┌─ Exercise materials
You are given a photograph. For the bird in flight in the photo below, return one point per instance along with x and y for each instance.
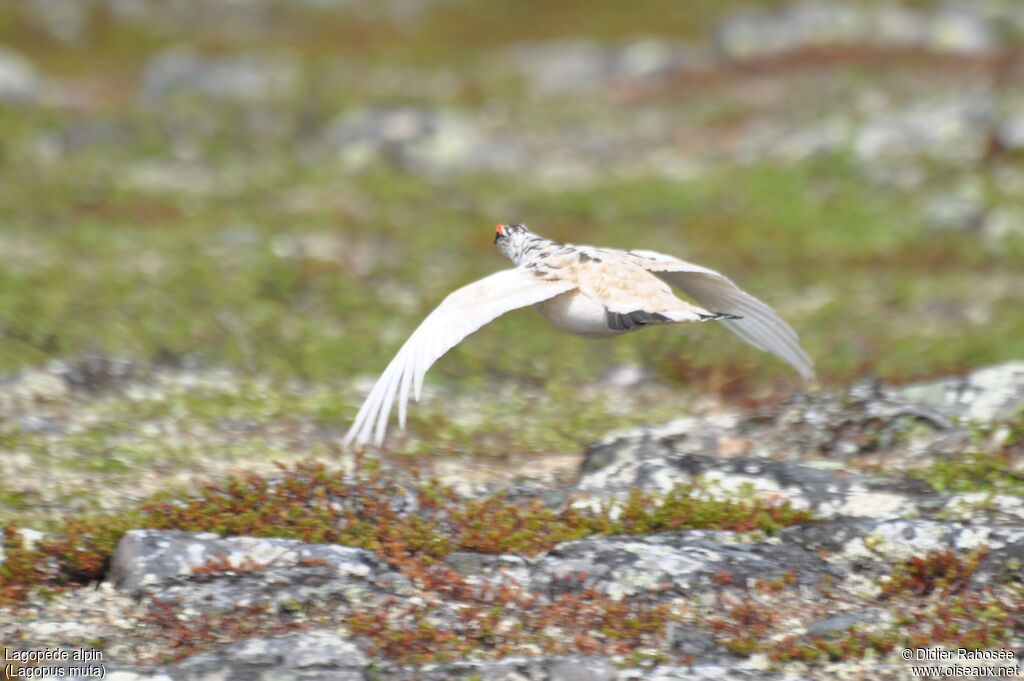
(589, 292)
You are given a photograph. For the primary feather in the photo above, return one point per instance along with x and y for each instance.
(593, 293)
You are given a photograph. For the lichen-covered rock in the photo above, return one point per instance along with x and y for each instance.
(684, 562)
(207, 572)
(18, 79)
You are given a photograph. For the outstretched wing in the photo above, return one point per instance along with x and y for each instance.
(461, 313)
(760, 326)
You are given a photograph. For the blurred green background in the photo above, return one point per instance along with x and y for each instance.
(276, 193)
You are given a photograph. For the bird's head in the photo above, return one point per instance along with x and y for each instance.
(511, 240)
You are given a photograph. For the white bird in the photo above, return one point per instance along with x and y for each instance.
(589, 292)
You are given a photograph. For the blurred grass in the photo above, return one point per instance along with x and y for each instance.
(157, 274)
(186, 230)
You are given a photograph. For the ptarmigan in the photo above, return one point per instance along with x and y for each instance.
(589, 292)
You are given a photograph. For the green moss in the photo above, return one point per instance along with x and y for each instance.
(298, 504)
(973, 471)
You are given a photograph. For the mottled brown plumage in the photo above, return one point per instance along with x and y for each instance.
(589, 292)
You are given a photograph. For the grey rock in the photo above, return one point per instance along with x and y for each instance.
(571, 67)
(164, 561)
(245, 78)
(1001, 565)
(702, 672)
(861, 547)
(961, 29)
(841, 624)
(414, 138)
(548, 668)
(95, 372)
(18, 79)
(987, 394)
(311, 655)
(684, 562)
(762, 33)
(824, 491)
(489, 571)
(696, 644)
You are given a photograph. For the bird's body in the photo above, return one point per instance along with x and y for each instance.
(586, 291)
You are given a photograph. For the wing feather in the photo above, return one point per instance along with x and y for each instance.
(761, 327)
(462, 312)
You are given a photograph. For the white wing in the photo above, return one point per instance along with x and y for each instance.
(461, 313)
(761, 327)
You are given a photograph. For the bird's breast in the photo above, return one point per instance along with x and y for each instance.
(578, 313)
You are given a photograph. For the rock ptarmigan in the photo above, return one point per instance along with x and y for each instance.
(589, 292)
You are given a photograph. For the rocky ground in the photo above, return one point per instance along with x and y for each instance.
(221, 218)
(817, 538)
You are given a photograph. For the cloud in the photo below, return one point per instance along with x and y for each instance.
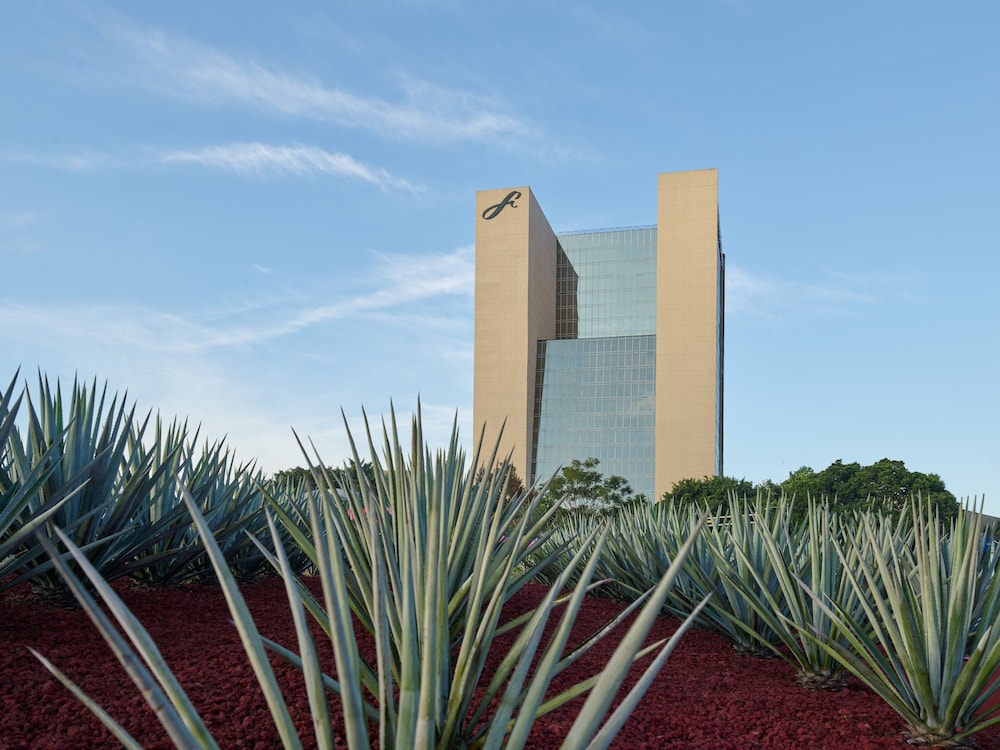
(85, 161)
(402, 281)
(242, 159)
(260, 159)
(411, 279)
(775, 298)
(188, 70)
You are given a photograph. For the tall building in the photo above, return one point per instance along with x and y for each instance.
(604, 344)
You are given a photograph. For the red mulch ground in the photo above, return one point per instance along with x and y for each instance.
(707, 696)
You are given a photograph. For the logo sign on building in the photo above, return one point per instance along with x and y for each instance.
(493, 211)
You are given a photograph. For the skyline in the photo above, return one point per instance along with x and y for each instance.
(252, 216)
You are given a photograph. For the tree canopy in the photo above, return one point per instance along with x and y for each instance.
(885, 486)
(586, 490)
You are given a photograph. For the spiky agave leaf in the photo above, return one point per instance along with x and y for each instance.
(911, 648)
(425, 681)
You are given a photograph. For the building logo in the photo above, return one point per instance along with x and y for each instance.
(493, 211)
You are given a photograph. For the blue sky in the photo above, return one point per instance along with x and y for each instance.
(255, 214)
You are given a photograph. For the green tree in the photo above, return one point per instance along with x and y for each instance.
(587, 491)
(708, 492)
(339, 475)
(886, 485)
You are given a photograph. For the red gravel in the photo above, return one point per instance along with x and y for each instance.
(707, 696)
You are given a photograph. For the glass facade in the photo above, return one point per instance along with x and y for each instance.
(606, 283)
(595, 385)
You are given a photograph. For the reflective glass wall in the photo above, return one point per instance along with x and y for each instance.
(595, 390)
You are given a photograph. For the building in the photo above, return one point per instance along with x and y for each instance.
(605, 344)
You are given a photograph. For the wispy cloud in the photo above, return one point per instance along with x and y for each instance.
(411, 279)
(402, 282)
(84, 161)
(777, 298)
(261, 159)
(189, 70)
(242, 159)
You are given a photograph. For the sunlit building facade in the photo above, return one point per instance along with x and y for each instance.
(604, 344)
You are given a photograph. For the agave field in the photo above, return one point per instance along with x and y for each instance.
(419, 606)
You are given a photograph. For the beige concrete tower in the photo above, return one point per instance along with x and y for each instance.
(515, 308)
(605, 393)
(689, 331)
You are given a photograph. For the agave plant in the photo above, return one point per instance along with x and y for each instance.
(731, 561)
(426, 559)
(912, 647)
(18, 491)
(804, 553)
(83, 443)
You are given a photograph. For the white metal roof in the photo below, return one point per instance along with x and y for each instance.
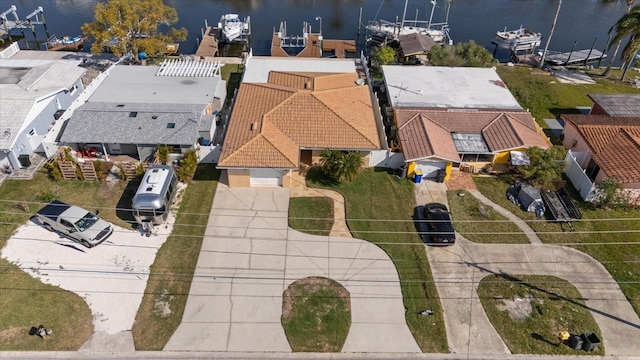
(447, 87)
(258, 67)
(139, 84)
└─
◆ Instructions for the task ◆
Set down all of the data word for word; no pictures belong in it.

◆ Task response ◆
You are given a photograph. For the bird in flight in the photo below, return one point per instance along with x and y for each instance.
(589, 292)
You are given a photograph. For the primary feather in the photo above, return one point per instance along with x and y for each instance.
(593, 293)
You are given a photograph. For the lichen-covered rock in the photo above, return one point per instance along with x and y for each instance.
(684, 562)
(207, 572)
(18, 79)
You are given a photograph. For the outstretched wing in the photo above, return one point per instance along with x and y for each instance.
(461, 313)
(760, 326)
You are given a photograph. For the blurred green background in the photo above, return one point per instance along with x and y for each instance.
(276, 193)
You are given a photograph. For the bird's head in the photo above, return one point per instance along with x and y for each instance.
(511, 240)
You are given a photograph. For the white bird in the photo above, return one point per instance along with x and y for each instance.
(589, 292)
You are given a photograph. For the blurred grass in the photo above, return one point per instance along with x and y for each instance.
(157, 274)
(186, 230)
You are given a photograph. For the ptarmigan in the photo above, return one point per instance along with x and y for each instance.
(589, 292)
You are given a photograph. For the green moss in the photo above, return one point per instance along with x and y for each instance.
(298, 504)
(973, 471)
You are given a photograph. For the mottled brown plumage in the photo above, return one point per instance along with x and y for each instance.
(589, 292)
You are given a photograph. For the grey rock in the photo above, return one point per instance along with x and y for each instance.
(571, 67)
(164, 561)
(245, 78)
(1001, 565)
(702, 672)
(861, 547)
(961, 29)
(841, 624)
(414, 138)
(548, 668)
(95, 372)
(18, 79)
(987, 394)
(311, 655)
(684, 562)
(762, 33)
(824, 491)
(489, 571)
(696, 644)
You are given a photograph. For the bird's body in the photo above, return one point per instance along with x and y for each instance.
(586, 291)
You are given a photograph. For the wing feather in the photo above, return one point per instance along with x and y for each instance.
(761, 327)
(462, 312)
You are given a photograph. For the white wing in the photo above, return one point per instance along with x and y for each instance.
(461, 313)
(761, 327)
You are given a photograph. For the bird's breast in the photo above, return one point per instance along with x and y for each instance.
(578, 313)
You are given a photograph. For the rock ptarmigan in the photo above, return one point per instance along with x and y for each instance.
(589, 292)
You are given a photograph. For the rocky ground in the photo above, return one point per instance along with x and y for each instance.
(221, 218)
(817, 538)
You are given a photograph. For the cloud in the photo below, return one point per instance along with x and y for each instance.
(85, 161)
(402, 281)
(242, 159)
(260, 159)
(411, 279)
(775, 298)
(188, 70)
You are given a photograph. For the tall building in the photo above, return one point per instance along with x and y for each instance.
(604, 344)
You are given a photograph. For the red mulch ground in the photo above, return one point per instance along with x and y for each instance.
(707, 696)
You are given a photograph. For the logo sign on building in the photo above, return one point per instance along with x and y for each instance.
(493, 211)
You are given a photograph. For the skyline in the photo above, return one point per instance along with x and y for each instance.
(252, 216)
You are given a photograph. For the tree canopy in the photo above, return one point per instance along with x and y for each instance.
(885, 486)
(586, 490)
You are given a photograph. For the spiky agave leaf in the photo above, return one point per instance along with x and y for each instance.
(911, 648)
(425, 681)
You are given a photograph. For the building logo in the photo above, return one point per instance along with x and y for each instance.
(493, 211)
You are given a photograph. For the blue sky in the photo above, return one point per instance along with x and y for each instance.
(255, 214)
You are given a photograph. For the green tree in the photo above, return one point per instance along with x and y for each instance.
(587, 491)
(708, 492)
(339, 475)
(886, 485)
You are given a photograph. For the red gravel in the photo above, return one point per instance along with x and y for each instance.
(707, 696)
You are given a photograph. For the glass facade in the photo above, return one point per instance along with x and y for each instance.
(606, 283)
(595, 385)
You are given a photograph. For the reflective glass wall in the photo above, return one point per instance along with x and y for each instance.
(595, 390)
You are given a photograph. For the building in the photo above, return one point per instance along with x and y for each instance.
(605, 344)
You are given a photograph. For the wispy cloud in the photo above, return one point per instance along with x and y for each instance.
(411, 279)
(402, 282)
(84, 161)
(777, 298)
(261, 159)
(189, 70)
(242, 159)
You are given a photograph. For the sunlit building facade in the photo above, return one point per instance along with x and y for each instance.
(604, 344)
You are given a photograph. For the agave field in the photo above, return one point per instance along with x and y for each instance.
(419, 606)
You are given a photograph. For the beige concrete tower in the photo above, return one point per instance along with x and y for each instance.
(515, 308)
(605, 393)
(689, 331)
You are given a photograph. For the agave plant in the photo above, return one point per instance along with x and y for each instance.
(731, 561)
(426, 559)
(912, 647)
(18, 491)
(804, 553)
(83, 443)
You are given a photograph. For the white metal roof in the photo below, return one point per instance along with x and y for each instance.
(447, 87)
(258, 67)
(139, 84)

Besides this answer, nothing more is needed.